Fermi died in 1954, so exploration and explication of the idea fell to other people, such as Michael Hart, who wrote an article titled “An explanation for the absence of extraterrestrials on Earth” in the Royal Astronomical Society (RAS) Quarterly Journal in 1975. (Some say this is the first such paper to explore the Fermi Paradox, although this claim is a bit hard to prove.)
“We observe that no intelligent beings from outer space are now present on Earth,” Hart wrote in the paper’s abstract. “It is suggested that this fact can best be explained by the hypothesis that there are no other advanced civilizations in our galaxy.”
He noted, however, that more research in biochemistry, planetary formation and atmospheres was needed to better narrow down the answer.
Hart argued that intelligent aliens could already have visited Earth at some point in our planet’s history unless they started their journey less than two million years ago. He thought the apparent lack of such visits is most likely due to the lack of intelligent aliens. But he outlined four other potential explanations as well:
Frank Tipler, a professor of physics at Tulane University, followed up on Hart’s argument in 1980 with a paper titled “Extraterrestrial intelligent beings do not exist,” also published in the RAS Quarterly Journal. The bulk of his paper dealt with how to get resources for interstellar travel, which he suggested could be achieved by having some kind of self-replicating artificial intelligence move from star system to star system, creating copies of itself as it traveled.
Since evidence of such advanced machinery has never been found on Earth, Tipler argued that we are likely the only intelligence out there. He also wrote in the 1980 paper that those who believe in extraterrestrial intelligence are similar to UFO (unidentified flying object) enthusiasts because both camps believe “we are going to be saved from ourselves by some miraculous interstellar intervention.”
==========
▶ [Exercise 1]
Say whether each statement agrees with the Fermi Paradox excerpt. Answer yes or no, and quote the words that decide it.
(a) Hart's article appeared in the RAS Quarterly Journal in 1975.
(b) Tipler was a professor of astronomy at Tulane University.
(c) Hart argued that aliens could have visited Earth only if they had begun their journey less than two million years ago.
▶ [Exercise 2] Please return the part of the Fermi Paradox excerpt starting at "Hart argued that" and ending at "as it traveled.", word for word.
The data after this text isn't needed.

▶ [Data excerpt]
==========
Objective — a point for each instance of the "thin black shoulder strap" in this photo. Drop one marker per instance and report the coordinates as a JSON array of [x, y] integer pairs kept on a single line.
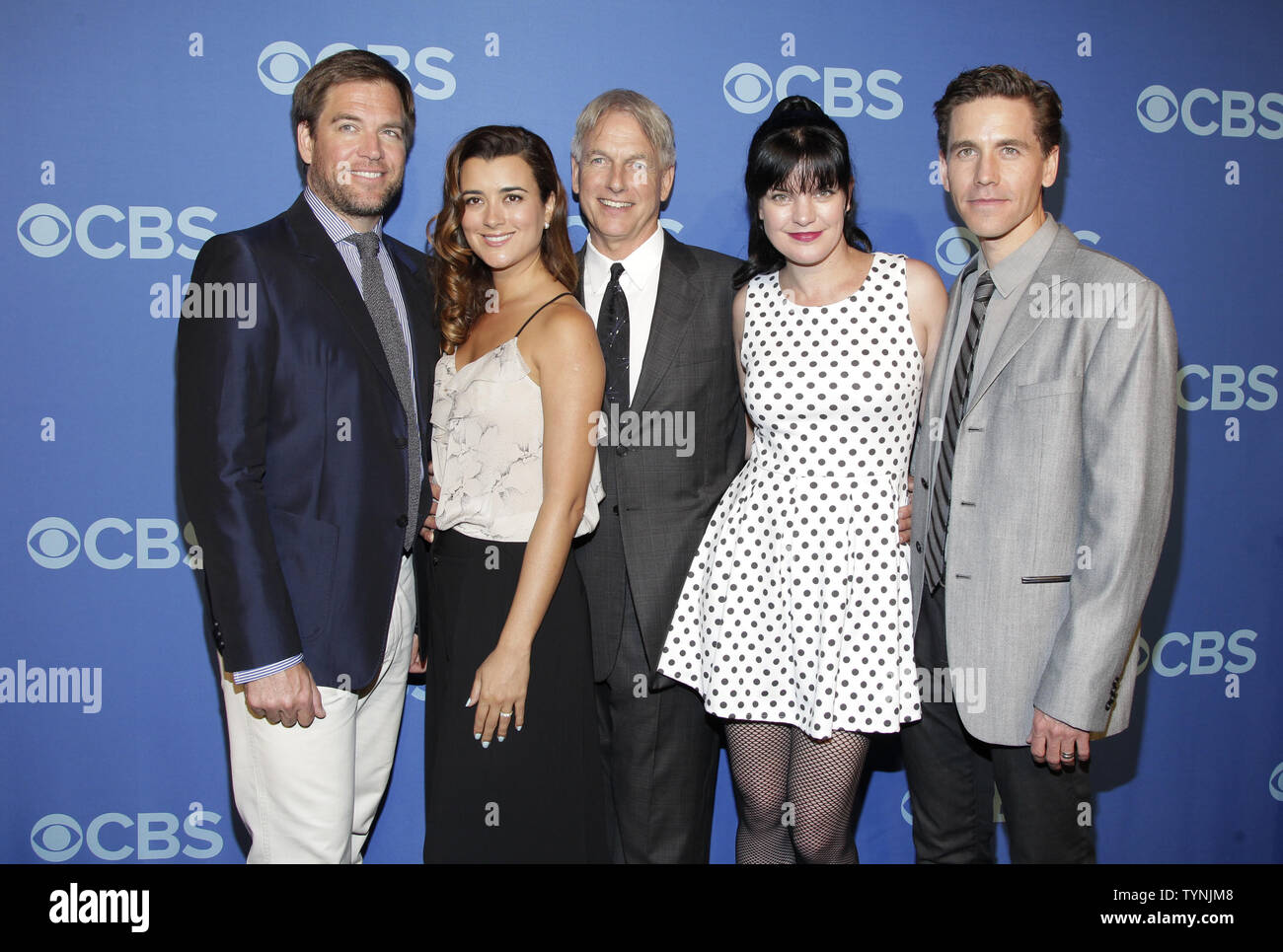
==========
▶ [Final answer 1]
(a) Yes: "in the Royal Astronomical Society (RAS) Quarterly Journal in 1975"
(b) No: "a professor of physics at Tulane University"
(c) No: "unless they started their journey less than two million years ago"

▶ [Final answer 2]
Hart argued that intelligent aliens could already have visited Earth at some point in our planet’s history unless they started their journey less than two million years ago. He thought the apparent lack of such visits is most likely due to the lack of intelligent aliens. But he outlined four other potential explanations as well:
Frank Tipler, a professor of physics at Tulane University, followed up on Hart’s argument in 1980 with a paper titled “Extraterrestrial intelligent beings do not exist,” also published in the RAS Quarterly Journal. The bulk of his paper dealt with how to get resources for interstellar travel, which he suggested could be achieved by having some kind of self-replicating artificial intelligence move from star system to star system, creating copies of itself as it traveled.